Of course, if you're looking mostly at Western sources, which we try to cast a wide net, you might miss some of these discussions, but we also have figures on how many AI publications are different countries releasing. And there I think the data tends to be a bit more internationally representative. So we do try to cast a wise net, but one of the things that would also note with AI, and this is kind of one of the key takeaways that we had in the report. It really is becoming very expensive to build these AI systems, whether or not the hardware is getting efficient and it is getting more efficient. At the frontier, these systems are still costing in the kind of millions, tens of millions, hundreds of millions dollars to train.

And that really means that almost the kind of be at the cutting edge of this research, you need to be in an environment where you have access to that capital, which means that you need to have a commercial ecosystem that can support the development of those kinds of models. And I feel like we have a pretty good handle on those kinds of ecosystems and tracking those as well. But really if you look at where a lot of these models are coming from, and this is a big thing that we talk about at the index, a big thing that \[inaudible 00:35:53\] also does in terms of its academic advocacy work. The majority of these systems come from industrial players and that's just because they cost a lot of money to make.

That kind of opens in entirely different can kind of worms as to where the discussion is and what we need to do from a policymaking perspective. But we do try to look at the landscape as broadly as we possibly can.

Paul Samson (host)

Nestor, the next question we wanted to get into a little bit is one that all institutions, certainly ones that are think tank kind of things or research institutions that are struggling with. And that is how do you use AI tools now in the appropriate way? And I don't know if there's a Stanford kind of guidebook or if your institute has taken one on, but how are you using AI now to help build some of these things or to compare or check and how might that be evolving? Is business practice going to drive us there or are you going to be at the cutting edge of use of AI and these kinds of indices? What's going on there?

# Task:
Revise the transcript from "That kind of" to "we possibly can.", putting "field" where "landscape" appears.

# Records supplied:
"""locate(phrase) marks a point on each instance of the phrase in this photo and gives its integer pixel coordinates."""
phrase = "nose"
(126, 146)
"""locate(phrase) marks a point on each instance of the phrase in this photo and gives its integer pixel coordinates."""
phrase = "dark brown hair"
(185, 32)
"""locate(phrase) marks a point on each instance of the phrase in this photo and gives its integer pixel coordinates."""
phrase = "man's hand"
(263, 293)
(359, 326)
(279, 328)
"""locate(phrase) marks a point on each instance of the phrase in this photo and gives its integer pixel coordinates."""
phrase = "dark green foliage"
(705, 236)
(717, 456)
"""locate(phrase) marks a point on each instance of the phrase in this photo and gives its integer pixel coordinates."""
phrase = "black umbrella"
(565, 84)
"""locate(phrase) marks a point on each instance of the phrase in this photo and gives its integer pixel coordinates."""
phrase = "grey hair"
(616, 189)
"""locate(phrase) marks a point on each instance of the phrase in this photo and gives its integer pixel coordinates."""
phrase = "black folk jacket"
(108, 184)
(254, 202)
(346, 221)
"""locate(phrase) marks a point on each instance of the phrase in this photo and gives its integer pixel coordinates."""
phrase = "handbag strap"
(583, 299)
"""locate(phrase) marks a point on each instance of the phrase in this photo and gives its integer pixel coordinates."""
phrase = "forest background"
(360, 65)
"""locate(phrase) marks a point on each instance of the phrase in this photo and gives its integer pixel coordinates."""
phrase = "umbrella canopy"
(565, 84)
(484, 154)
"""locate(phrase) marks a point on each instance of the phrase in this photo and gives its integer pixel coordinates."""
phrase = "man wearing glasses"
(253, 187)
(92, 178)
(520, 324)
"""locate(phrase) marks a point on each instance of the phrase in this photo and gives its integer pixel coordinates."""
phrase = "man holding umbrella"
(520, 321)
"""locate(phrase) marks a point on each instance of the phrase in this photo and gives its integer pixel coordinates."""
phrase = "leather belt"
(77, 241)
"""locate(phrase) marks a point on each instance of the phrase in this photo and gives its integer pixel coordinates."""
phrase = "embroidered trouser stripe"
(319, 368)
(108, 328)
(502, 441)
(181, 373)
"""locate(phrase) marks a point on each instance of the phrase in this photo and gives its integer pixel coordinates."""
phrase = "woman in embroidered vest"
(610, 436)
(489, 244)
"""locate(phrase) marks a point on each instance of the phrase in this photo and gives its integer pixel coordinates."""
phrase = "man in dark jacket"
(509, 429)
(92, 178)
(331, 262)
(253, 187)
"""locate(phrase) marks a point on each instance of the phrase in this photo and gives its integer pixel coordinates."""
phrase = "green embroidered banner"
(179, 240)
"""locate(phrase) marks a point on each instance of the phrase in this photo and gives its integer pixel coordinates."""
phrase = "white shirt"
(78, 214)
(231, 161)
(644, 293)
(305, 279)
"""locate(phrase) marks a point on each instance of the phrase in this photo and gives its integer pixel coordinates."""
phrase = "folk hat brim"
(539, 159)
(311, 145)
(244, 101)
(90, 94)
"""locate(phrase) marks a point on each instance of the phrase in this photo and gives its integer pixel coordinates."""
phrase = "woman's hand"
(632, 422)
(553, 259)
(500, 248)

# Output of the exercise:
That kind of opens in entirely different can kind of worms as to where the discussion is and what we need to do from a policymaking perspective. But we do try to look at the field as broadly as we possibly can.